━━━ Document extract
In a case of doctor-assisted suicide, two deaf Belgian twins were euthanized after the pair learned they were going blind, multiple news reports said.

Doctor-assisted suicide is legal in Belgium, with 1,000 Belgians legally euthanized in the European country last year, according to ABC News. Most of those deaths were terminal cancer patients.

The deaf Belgium twins who were euthanized were identified as Marc and Eddy Verbessem, 45. They died from lethal injection last month at Brussels University Hospital. Reports of the twins’ death surfaced Monday.

The deaf twins asked to be euthanized after they found out they were going blind and would be unable to see each other, ABC News reported.

The Verbessems were born deaf and relied on each other for daily functions and work, UPI reported.

While doctor-assisted suicide is legal in Belgium, the case of the deaf twins is unique because it marks the first euthanization for a non-lethal condition, according to ABC News.

"Physically, their conditions were strongly deteriorating," the deaf twins’ physician, David Dufour, told Belgian media outlet VTM, as translated by UPI.

Dirk Verbessem, 46, the deaf twins’ brother, explained to the Telegraph that his siblings did not want blindness to force them to go into an institution. He said they viewed being blind as being unbearable, especially coupled with the fact that the twins have been deaf since birth.

"Their great fear was that they would no longer be able to see each other. That was for my brothers unbearable," Dirk Verbessem told the British tabloid. "They lived together, did their own cooking and cleaning. You could eat off the floor. Blindness would have made them completely dependent. They did not want to be in an institution.”
━━━━━━
━━━ Provided records
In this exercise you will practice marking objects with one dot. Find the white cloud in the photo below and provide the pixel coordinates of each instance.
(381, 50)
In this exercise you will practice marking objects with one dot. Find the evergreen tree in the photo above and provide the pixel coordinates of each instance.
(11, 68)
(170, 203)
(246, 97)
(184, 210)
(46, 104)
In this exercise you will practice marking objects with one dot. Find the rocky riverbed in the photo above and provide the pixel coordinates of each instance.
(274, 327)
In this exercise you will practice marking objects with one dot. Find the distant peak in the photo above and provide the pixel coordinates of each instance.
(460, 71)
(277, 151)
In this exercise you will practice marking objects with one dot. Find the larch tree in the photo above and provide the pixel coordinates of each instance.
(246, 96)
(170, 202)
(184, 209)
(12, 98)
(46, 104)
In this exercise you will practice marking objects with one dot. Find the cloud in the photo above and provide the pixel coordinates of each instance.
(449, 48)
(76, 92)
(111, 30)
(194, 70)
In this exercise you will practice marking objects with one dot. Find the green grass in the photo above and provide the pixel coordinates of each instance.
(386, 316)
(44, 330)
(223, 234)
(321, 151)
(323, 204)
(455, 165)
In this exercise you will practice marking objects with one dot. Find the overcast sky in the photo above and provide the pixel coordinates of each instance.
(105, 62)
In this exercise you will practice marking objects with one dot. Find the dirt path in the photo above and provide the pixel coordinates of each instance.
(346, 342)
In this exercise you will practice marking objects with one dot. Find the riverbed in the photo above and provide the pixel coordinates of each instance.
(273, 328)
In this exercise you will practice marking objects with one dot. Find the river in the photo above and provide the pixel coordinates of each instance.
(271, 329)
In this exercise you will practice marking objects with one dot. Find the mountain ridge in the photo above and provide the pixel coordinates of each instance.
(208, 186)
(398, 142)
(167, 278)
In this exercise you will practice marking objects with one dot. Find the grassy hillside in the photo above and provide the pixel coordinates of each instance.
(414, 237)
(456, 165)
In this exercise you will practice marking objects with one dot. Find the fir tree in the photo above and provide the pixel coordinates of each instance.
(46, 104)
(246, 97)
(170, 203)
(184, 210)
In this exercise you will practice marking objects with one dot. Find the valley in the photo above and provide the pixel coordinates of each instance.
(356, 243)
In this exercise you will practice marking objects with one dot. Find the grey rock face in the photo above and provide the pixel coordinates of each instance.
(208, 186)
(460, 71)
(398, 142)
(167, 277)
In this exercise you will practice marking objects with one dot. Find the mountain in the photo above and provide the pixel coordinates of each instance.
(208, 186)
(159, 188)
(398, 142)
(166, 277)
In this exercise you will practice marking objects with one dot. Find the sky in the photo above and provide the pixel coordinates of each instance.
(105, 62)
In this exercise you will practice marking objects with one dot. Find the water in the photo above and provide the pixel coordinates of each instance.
━━━━━━
### Exercise tasks
1. In the article about the deaf Belgian twins, at which hospital did Marc and Eddy Verbessem die?
2. From the article about the deaf Belgian twins, write out everything from "Dirk Verbessem, 46, the" down to "deaf since birth.".

### Expected results
1. Brussels University Hospital.

2.
Dirk Verbessem, 46, the deaf twins’ brother, explained to the Telegraph that his siblings did not want blindness to force them to go into an institution. He said they viewed being blind as being unbearable, especially coupled with the fact that the twins have been deaf since birth.